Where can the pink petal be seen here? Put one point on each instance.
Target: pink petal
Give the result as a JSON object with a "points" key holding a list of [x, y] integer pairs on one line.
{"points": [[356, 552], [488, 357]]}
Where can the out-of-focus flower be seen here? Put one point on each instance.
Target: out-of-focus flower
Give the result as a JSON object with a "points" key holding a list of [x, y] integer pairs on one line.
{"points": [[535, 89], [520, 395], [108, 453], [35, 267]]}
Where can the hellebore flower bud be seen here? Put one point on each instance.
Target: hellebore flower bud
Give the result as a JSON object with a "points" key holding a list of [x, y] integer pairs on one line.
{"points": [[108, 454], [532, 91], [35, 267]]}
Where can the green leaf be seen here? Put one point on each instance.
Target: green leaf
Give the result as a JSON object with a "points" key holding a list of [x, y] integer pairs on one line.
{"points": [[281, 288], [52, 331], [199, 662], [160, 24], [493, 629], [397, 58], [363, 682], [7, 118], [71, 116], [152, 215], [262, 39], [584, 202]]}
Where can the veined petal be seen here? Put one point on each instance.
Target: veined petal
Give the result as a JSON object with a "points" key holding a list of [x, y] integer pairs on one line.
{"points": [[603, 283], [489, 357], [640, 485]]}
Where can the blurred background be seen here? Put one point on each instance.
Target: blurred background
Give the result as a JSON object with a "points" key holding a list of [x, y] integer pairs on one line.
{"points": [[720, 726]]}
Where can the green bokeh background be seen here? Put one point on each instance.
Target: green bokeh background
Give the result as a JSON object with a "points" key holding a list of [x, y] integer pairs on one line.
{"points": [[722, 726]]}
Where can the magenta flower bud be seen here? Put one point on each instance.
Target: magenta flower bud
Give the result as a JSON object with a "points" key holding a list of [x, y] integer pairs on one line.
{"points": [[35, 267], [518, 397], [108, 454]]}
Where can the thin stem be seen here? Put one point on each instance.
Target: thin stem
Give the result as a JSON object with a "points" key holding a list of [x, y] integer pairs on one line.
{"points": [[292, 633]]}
==========
- [The task]: Copy out every one of the records above verbatim, from the first line to the last.

- [Response below]:
Where can the pink petal be seen here? Put one point on each instance.
Target: pink petal
Give the result as a JSON object with a "points" key holding a list of [x, y] integer pairs on one line.
{"points": [[356, 552], [488, 357]]}
Where can the out-of-focus flower be seen here? Put one point on each instance.
Target: out-of-focus flower
Give the result as a JSON object with a "points" key holding a list of [x, y] integer pairs on one line.
{"points": [[535, 89], [520, 395], [108, 453], [35, 267]]}
Where can the hellebore flower bud be seen here? Put one point on each instance.
Target: hellebore flower bud
Give the result as a JSON object with a "points" key holding a list of [x, y] integer pairs on one line.
{"points": [[108, 454], [532, 91], [35, 267]]}
Where can the green leaf be seen here? Put one point on each instance.
Target: green leaf
Give the result as a JSON object with a "points" key holding a list of [x, y] integer pairs on one line.
{"points": [[281, 288], [52, 331], [199, 662], [160, 24], [493, 629], [397, 58], [363, 682], [7, 118], [71, 116], [152, 215], [262, 39], [584, 202]]}
Where can the veined petal be seen here? Put one point on each instance.
Target: veined petal
Give the result as a JSON object with a "points" key holding a list of [x, y] integer pairs on one line.
{"points": [[603, 283], [489, 357], [640, 485]]}
Where can the blurred background be seen here? Put one point on each instance.
Target: blurred background
Give the result as a JSON object with a "points" key holding a list of [x, y] integer pairs on one line.
{"points": [[720, 726]]}
Where can the green bokeh background be seen here? Put one point on each instance.
Target: green bokeh background
Give the result as a JSON object with a "points" key holding a list of [x, y] integer pairs on one line.
{"points": [[722, 726]]}
Where can the magenta flower bud be seen here? Put one point on each instance.
Target: magenta flower bud
Give the result as a JSON object with a "points" key holding a list of [x, y] integer pairs on one line.
{"points": [[35, 267], [518, 397], [108, 454]]}
Where can the thin stem be seen here? Put one point on each instance.
Target: thin stem
Give the result as a JSON object with a "points" key holding a list of [x, y] integer pairs on one line.
{"points": [[292, 633]]}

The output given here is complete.